> _WRITTEN REQUEST A_:
From the emulator guide, output the stretch from "Apple Phones" through "graphic packs links." word for word.
> _WRITTEN REQUEST B_:
In the emulator guide, condense the paragraph beginning "A lot of emulators have" into a shorter version that keeps its main facts.
> _WRITTEN REQUEST C_:
Resume the guide to console emulators and graphics packs, picking up right after its final sentence.

> _SELECTED EXTRACT_:
++++
Saturn | Mednafen | Windows/Linux

Dreamcast | Flycast | Windows/Linux/Mac/Android

Microsoft Consoles

Xbox | Xemu | Windows/Linux/Mac

Xbox 360 | Xenia | Windows

Apple Phones

iOS 2.x | TouchHLE | Windows/Mac/Android

[Graphics Packs]

A lot of emulators have texture replacement capabilities built into them. What this means is that users can manually and/or AI upscale textures from the game into higher resolution or outright replace them with other textures. There aren't currently (that I'm aware of) area that have consolidated links to these things, so you'll unfortunately have to search individual project forums and look for texture or graphic packs links.
++++
> _DATASET SECTION_:
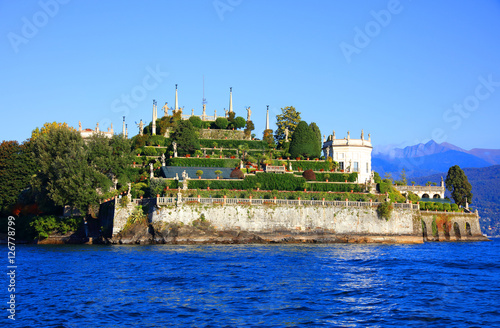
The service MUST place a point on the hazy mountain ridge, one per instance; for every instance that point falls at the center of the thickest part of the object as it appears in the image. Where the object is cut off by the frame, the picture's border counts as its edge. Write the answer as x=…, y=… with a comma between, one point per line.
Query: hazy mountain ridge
x=431, y=161
x=485, y=185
++++
> _TASK RESPONSE A_:
Apple Phones

iOS 2.x | TouchHLE | Windows/Mac/Android

[Graphics Packs]

A lot of emulators have texture replacement capabilities built into them. What this means is that users can manually and/or AI upscale textures from the game into higher resolution or outright replace them with other textures. There aren't currently (that I'm aware of) area that have consolidated links to these things, so you'll unfortunately have to search individual project forums and look for texture or graphic packs links.

> _TASK RESPONSE B_:
Many emulators have built-in texture replacement, which lets users upscale a game's textures to higher resolution, manually or with AI, or replace them with other textures. No place is known to collect links to these packs, so they must be found by searching the forums of individual projects for texture or graphics pack links.

> _TASK RESPONSE C_:
Some known graphics packs repositories:

Dolphin Forums

Citra Forums Killed by Nintendo 3/4/2024; waiting for the dust to settle for recommendations

[Graphics API Translation Layers]

Sometimes there are scenarios where a game may only use DirectX to draw it's rendered graphics to screen and we may not want this. This could be for performance reasons (maybe the Vulkan graphics api has better performance, maybe DirectX isn't available on our OS, or maybe the DirectX version is really old and not properly supported by our OS/GPU/Driver combination). In these instances we can use translations layers to translate DirectX graphics api calls into Vulkan calls using utilities like DXVK . Explaining which files to copy over depends on a per-DirectX version basis, so you'll have to use a combination of the PCGamingWiki and DXVK documentation to figure out which files to replace.

[Graphics Post-Processing]

With a utility called ReShade we're able to inject various post-processing effects into the final stage of the graphic rendering pipelines of games. This allows you to adjust color curves, inject path-traced global illumination (a method like ray-tracing), and add a bunch of other effects to DirectX9/11/12/Vulkan games.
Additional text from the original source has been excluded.